### ARTICLE:
* * * * *

We’ve known Dr. Anthony Esolen for quite some time, since he spoke at our 2008 conference in Houston, Texas. Noted author of 10 Ways to Destroy the Imagination of Your Child and Ironies of Faith, and translator of Dante’s Divine Comedy, Dr. Esolen has long been a committed defender of the classics and of classical education. And in recent months he has turned his attention to the new Common Core standards which have quickly become so controversial and of which he vehemently disapproves.

Dr. Esolen was kind enough to take part in our Words of Wisdom interview series to explain why he believes Common Core is such a mistake and why Dante deserves our attention.

You have been fairly outspoken in your opposition of the new common core standards. In your opinion, what is their worst feature?

The worst feature of the Common Core is its anti-humanistic, utilitarian approach to education. It mistakes what a child is and what a human being is for. That is why it has no use for poetry, and why it boils the study of literature down to the scrambling up of some marketable “skill,” and why, in more than 200 pages of blood-clotting verbiage, their promoters use the word “beauty” only once, tangentially, and why the standards pay NO attention whatsoever to the need to impart to students a knowledge of their literary heritage, and why it never occurs to them that you don’t read good books to learn about what literary artists do, but that you learn about literary art so that you can read more good books and learn more from them. It is as if Thomas Gradgrind had gotten hold of the humanities and turned them into factory robotics.

What should classical educators do to combat Common Core?

IGNORE THEM ALTOGETHER. REJECT THEM ROOT AND BRANCH. SEE WHAT THEY ARE DOING, THEN GO AND DO PRECISELY THE OPPOSITE — which is what you will already have been doing, if you are taking a classical approach to education.

* * * * *

### DATASET:
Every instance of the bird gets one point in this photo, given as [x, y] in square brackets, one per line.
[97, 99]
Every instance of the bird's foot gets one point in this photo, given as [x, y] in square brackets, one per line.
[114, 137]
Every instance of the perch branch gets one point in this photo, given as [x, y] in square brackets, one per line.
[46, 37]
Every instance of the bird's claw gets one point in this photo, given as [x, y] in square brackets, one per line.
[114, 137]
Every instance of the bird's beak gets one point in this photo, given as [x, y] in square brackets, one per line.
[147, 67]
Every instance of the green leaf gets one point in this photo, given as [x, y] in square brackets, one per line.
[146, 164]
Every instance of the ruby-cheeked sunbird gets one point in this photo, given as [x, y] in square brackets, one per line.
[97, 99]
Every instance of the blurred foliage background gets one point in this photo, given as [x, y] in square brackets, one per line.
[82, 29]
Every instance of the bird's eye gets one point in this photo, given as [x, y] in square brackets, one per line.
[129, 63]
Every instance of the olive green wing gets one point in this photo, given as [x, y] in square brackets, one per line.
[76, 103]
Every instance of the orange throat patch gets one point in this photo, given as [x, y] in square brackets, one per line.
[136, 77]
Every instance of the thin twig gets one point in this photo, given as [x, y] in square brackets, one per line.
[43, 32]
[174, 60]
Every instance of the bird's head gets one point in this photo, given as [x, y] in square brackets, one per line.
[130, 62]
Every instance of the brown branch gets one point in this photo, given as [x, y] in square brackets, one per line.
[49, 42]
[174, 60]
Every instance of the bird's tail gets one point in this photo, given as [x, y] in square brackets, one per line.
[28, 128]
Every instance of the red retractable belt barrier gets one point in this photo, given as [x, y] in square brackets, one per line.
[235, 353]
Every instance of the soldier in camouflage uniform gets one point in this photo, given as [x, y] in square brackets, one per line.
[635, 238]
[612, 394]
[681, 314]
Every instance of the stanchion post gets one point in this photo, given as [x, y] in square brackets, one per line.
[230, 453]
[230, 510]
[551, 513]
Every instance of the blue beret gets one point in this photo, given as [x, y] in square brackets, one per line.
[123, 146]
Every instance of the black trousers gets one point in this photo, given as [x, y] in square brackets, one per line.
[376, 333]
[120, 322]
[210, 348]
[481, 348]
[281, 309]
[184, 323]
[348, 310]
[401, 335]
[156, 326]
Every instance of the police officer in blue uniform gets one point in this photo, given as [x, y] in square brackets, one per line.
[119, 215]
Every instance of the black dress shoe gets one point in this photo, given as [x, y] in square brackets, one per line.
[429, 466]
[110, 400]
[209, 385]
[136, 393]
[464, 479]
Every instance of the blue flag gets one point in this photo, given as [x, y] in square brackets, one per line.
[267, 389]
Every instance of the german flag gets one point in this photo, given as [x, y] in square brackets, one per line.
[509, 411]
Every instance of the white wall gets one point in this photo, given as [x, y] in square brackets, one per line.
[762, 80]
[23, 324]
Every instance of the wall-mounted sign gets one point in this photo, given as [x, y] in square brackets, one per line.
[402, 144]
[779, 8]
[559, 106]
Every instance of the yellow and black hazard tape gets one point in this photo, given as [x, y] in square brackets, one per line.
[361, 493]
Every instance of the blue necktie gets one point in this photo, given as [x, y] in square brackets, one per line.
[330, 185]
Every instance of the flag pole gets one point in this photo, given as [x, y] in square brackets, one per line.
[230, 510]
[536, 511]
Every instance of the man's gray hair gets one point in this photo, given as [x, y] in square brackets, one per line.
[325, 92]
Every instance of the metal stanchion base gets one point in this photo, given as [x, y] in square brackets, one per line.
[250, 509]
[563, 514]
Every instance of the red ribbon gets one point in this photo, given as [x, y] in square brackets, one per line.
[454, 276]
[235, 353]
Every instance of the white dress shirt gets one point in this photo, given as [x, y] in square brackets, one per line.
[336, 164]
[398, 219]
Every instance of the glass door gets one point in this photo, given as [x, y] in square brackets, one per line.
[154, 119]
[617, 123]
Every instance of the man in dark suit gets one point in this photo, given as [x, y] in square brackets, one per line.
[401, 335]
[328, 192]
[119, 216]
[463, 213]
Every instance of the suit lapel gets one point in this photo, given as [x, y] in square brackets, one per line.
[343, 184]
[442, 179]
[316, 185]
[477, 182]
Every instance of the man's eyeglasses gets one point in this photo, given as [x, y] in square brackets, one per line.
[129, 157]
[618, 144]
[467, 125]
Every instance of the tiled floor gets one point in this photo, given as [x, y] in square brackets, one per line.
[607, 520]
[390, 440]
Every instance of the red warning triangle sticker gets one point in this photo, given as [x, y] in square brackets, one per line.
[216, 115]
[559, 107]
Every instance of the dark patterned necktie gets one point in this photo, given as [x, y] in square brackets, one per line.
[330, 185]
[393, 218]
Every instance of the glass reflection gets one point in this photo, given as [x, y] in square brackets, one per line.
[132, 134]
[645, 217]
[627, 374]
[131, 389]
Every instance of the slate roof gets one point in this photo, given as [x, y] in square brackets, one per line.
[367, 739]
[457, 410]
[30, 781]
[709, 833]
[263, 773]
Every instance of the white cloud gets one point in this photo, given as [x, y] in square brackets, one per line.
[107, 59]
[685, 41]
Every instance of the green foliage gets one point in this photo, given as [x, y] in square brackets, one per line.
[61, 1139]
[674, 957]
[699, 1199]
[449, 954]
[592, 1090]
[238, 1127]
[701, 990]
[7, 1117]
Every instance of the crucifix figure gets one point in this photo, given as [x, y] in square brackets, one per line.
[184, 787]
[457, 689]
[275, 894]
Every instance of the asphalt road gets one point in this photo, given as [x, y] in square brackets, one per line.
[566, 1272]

* * * * *

### WHAT TO WORK ON:
**A)** In the interview about Common Core, rewrite the passage that begins at the words "The worst feature" and ends after "combat Common Core?", substituting "music" for "poetry".
**B)** Write the next part of the interview about Common Core, picking up after its final sentence.

### SET OF ANSWERS:
**A)**
The worst feature of the Common Core is its anti-humanistic, utilitarian approach to education. It mistakes what a child is and what a human being is for. That is why it has no use for music, and why it boils the study of literature down to the scrambling up of some marketable “skill,” and why, in more than 200 pages of blood-clotting verbiage, their promoters use the word “beauty” only once, tangentially, and why the standards pay NO attention whatsoever to the need to impart to students a knowledge of their literary heritage, and why it never occurs to them that you don’t read good books to learn about what literary artists do, but that you learn about literary art so that you can read more good books and learn more from them. It is as if Thomas Gradgrind had gotten hold of the humanities and turned them into factory robotics.

What should classical educators do to combat Common Core?

**B)**
On a separate: you are a noted translator of Dante’s Divine Comedy, a trilogy which many classical educators teach in their schools or homes. What, in your opinion, makes Dante so fantastic?

There is no human concern that does not find its way into Dante’s poem. He is a consummate artist, not only of the individual line, but of the tercet, the speech, the episode, the canto, the set of cantos, the canticle, and the whole Comedy. Everything is a masterpiece in itself, in a constellation of other masterpieces, making up the entire glorious work of art. He is comprehensive in his learning, yet deeply and tenderly and sometimes fiercely human in his affections. He can summon up an unforgettable personality in just five or six lines (e. g., La Pia in Purgatory 5). I like what Eliot has to say: Shakespeare and Dante divide the world between them; there is no third.

When teaching the Divine Comedy, where should teachers start?

At the beginning! Without preparation.

You are also a college professor. In what ways is our current educational climate failing to prepare our students for higher education?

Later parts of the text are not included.